Selected text =>
· · · ·

2) Neighborhood Collectives #258

Status: passed

Neighborhood (formerly aka. sparse) collective operations are extending the distributed graph and Cartesian process topologies with additional communication power. A user can now statically define a communication topology and also perform communication functions between neighbors in this topology! For example:


// create a 3d topology
MPI_Cart_create(comm, 3, {2,2,2}, {1,1,1}, 1, &newcomm);
... // read input data according to process order in newcomm
while(!converged) {
// start neighbor communication
MPI_Ineighbor_alltoall(..., &newcomm, &req);
... // compute inner parts
MPI_Wait(&req, MPI_STATUS_IGNORE);
... // compute outer parts
}

This obviously simplifies the MPI code quite a bit (compared to the old “north, south, west, east” exchanges with extra pack/send/recv/unpack code for each direction) and often improves performance. This can also be nicely combined with MPI datatypes (neighbor_alltoallw) to offer a very high abstraction level. Distributed graph communicators enable the specification of completely arbitrary communication relations. A more complex (application) example is described in Hoefler, Lorenzen, Lumsdaine: “Sparse Non-Blocking Collectives in Quantum Mechanical Calculations”.

· · · ·

Recorded data =>
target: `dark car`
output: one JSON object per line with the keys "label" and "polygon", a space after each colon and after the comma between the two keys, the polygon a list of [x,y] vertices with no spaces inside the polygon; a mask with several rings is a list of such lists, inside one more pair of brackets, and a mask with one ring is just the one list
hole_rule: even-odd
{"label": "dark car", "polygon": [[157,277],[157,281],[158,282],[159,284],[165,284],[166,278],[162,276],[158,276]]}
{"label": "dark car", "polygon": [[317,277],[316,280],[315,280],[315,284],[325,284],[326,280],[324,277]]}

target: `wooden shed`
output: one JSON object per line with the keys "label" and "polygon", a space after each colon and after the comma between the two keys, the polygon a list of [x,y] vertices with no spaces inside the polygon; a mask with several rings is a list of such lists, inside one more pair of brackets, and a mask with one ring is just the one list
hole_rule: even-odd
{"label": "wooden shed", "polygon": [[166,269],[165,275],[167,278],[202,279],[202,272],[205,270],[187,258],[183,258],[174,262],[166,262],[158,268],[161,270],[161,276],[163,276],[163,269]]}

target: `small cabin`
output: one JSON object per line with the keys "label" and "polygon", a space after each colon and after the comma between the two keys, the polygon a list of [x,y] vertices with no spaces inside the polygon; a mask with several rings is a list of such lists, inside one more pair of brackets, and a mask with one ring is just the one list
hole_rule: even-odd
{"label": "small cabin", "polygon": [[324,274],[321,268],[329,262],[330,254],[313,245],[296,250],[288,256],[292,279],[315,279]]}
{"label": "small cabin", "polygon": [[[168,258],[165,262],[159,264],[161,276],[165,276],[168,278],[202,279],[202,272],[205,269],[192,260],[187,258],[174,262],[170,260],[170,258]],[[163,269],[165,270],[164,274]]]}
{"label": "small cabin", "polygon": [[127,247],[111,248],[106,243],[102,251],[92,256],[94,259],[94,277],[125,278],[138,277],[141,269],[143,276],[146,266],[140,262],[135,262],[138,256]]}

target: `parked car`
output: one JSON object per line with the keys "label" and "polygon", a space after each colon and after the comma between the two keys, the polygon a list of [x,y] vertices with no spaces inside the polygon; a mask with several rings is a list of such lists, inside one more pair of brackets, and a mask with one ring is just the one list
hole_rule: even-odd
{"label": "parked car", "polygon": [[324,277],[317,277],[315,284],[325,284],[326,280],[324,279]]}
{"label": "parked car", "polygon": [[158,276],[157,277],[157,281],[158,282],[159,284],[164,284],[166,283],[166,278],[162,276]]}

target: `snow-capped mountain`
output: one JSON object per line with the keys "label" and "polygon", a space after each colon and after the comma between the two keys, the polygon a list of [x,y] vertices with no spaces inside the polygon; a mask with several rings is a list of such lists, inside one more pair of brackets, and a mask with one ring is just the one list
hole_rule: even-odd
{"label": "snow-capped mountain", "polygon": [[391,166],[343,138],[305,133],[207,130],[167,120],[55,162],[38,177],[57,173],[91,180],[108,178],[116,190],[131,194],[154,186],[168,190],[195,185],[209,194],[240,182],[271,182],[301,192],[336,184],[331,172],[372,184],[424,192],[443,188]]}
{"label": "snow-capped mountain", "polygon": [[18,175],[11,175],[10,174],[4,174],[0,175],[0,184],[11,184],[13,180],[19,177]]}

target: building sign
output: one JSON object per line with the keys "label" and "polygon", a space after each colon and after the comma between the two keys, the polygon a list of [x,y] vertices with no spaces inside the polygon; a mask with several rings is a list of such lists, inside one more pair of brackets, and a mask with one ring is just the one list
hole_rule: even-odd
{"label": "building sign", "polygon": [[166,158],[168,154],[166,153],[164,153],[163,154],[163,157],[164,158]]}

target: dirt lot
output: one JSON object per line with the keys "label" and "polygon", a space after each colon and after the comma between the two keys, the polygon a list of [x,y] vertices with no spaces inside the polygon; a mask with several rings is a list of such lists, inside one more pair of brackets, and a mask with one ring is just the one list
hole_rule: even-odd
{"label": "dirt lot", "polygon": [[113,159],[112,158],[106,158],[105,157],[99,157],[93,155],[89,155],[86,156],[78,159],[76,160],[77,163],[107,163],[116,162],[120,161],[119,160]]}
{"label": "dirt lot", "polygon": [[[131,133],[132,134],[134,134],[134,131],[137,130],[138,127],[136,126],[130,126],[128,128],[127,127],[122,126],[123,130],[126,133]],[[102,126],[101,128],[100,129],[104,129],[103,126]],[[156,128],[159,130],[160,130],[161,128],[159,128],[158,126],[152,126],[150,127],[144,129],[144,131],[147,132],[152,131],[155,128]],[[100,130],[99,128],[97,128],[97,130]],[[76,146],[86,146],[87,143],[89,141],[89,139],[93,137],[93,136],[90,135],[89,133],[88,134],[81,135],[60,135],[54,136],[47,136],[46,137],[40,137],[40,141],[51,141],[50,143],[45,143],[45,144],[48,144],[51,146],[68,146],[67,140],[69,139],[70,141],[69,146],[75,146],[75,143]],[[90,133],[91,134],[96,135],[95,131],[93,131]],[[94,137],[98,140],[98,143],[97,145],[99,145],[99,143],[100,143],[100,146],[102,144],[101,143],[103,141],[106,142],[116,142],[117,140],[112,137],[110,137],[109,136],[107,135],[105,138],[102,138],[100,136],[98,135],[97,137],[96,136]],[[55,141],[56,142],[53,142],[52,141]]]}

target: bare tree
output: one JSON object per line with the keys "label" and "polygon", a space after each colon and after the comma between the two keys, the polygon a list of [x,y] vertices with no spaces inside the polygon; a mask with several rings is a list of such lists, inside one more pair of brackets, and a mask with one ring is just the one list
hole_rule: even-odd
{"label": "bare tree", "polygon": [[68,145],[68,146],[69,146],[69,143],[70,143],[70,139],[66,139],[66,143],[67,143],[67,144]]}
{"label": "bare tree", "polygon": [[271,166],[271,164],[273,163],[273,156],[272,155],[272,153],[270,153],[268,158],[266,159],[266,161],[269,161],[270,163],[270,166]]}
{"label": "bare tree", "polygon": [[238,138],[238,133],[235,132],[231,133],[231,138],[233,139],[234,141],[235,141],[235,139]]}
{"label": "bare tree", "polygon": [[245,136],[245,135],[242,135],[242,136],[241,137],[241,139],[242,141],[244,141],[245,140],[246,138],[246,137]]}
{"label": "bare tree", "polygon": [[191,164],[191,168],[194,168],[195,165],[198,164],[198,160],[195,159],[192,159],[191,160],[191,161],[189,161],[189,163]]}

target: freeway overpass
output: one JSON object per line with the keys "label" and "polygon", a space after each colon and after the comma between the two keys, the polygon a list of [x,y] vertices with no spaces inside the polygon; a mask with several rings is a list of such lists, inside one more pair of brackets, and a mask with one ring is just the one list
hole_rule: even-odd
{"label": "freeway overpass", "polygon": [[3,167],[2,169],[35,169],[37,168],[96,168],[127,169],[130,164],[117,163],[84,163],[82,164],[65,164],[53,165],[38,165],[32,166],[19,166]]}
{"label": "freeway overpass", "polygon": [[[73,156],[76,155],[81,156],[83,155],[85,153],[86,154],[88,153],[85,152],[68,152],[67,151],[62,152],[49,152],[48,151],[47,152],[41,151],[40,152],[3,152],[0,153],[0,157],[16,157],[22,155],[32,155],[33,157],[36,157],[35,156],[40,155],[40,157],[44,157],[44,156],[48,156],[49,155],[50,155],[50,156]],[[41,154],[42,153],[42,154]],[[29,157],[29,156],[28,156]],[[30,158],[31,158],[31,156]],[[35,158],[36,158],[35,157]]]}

· · · ·

Exercise tasks =>
- 1) Answer these questions using the text about MPI neighborhood collectives:
(a) What were neighborhood collectives formerly called?
(b) Which function does the code sample call to start neighbor communication?
(c) Which operation does the text name for combining neighbor communication with MPI datatypes?
- 2) Write the next part of the text about MPI neighborhood collectives, picking up after its last sentence.

Solved problems =>
- 1)
(a) Sparse collectives.
(b) MPI_Ineighbor_alltoall.
(c) neighbor_alltoallw.

- 2)
The MPI implementation can optimize the topology and the message schedule for those functions in the graph or Cartesian communicator creation call. Optimization opportunities and a neighborhood_reduce call (which the Forum decided to remove from the proposal) are discussed in Hoefler, Traeff: “Sparse Collective Operations for MPI”.

3) Matched probe #38

Status: passed

One of the oldest tickets that we (Doug Gregor, who originally identified the problem when providing C# bindings for MPI, and I) proposed to MPI-2.2. It was deferred to MPI-3.0 for various reasons. This ticket fixes an old bug in MPI-2 where one could not probe for messages in a multi-threaded environment. The issue is somewhat subtle and complex to explain. For a good examples and a description of the complexity of the problem and the performance of the solution, refer to Hoefler, Bronevetsky, Barrett, de Supinski, Lumsdaine: “Efficient MPI Support for Advanced Hybrid Programming Models”.

The new interface works by removing the message at probe time from the matching queue and allowing the receiver to match it later with a special call:


MPI_Mprobe(source, tag, comm, &message, &status);
... // prepare buffer etc.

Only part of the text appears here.